------ Trecho selecionado ------

Publicações enganam ao atribuir exercício militar realizado desde 2018 a suposto rompimento da FAB com o governo federal

  • Publicado em 6 de agosto de 2025 às 23:21
  • 4 minutos de leitura
  • Por AFP Brasil
Entre julho e agosto de 2025, aviões e militares dos Estados Unidos participaram de um treinamento conjunto com a Força Aérea Brasileira (FAB), em meio à repercussão da taxa de 50% aplicada pelo presidente norte-americano, Donald Trump, aos produtos brasileiros. Diante disso, publicações nas redes sociais compartilham um vídeo com mais de 300 mil visualizações junto à alegação de que o exercício militar representaria a ruptura da FAB com o presidente brasileiro, Luiz Inácio Lula da Silva (PT). Mas o treinamento acontece desde 2018 e os Estados Unidos participam efetivamente desde 2021.

------ Bloco de dados ------

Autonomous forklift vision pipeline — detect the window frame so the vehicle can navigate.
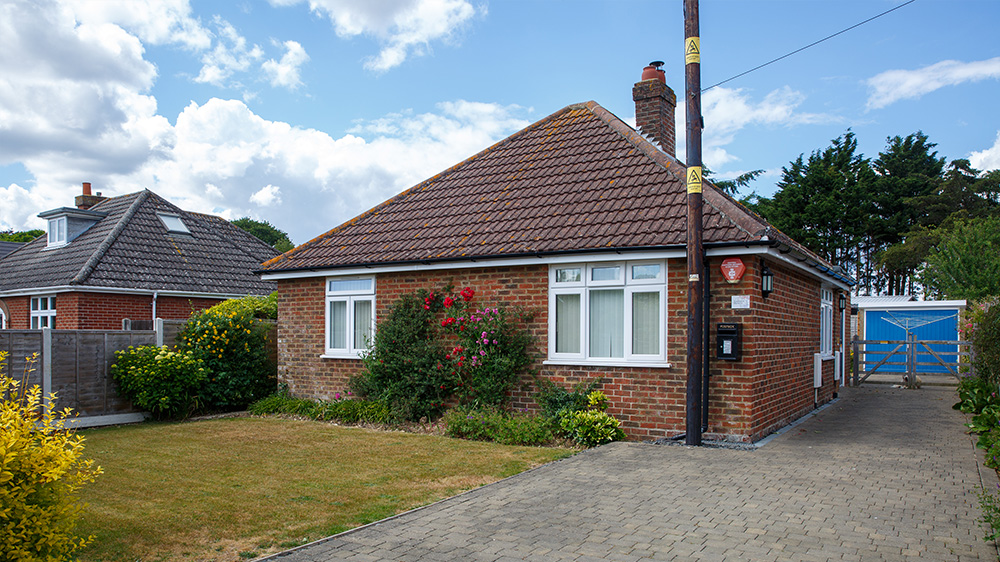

------

Instruções da tarefa:
Segundo o trecho selecionado, desde que ano os Estados Unidos participam efetivamente do treinamento conjunto com a FAB?

Resposta da tarefa:
Desde 2021.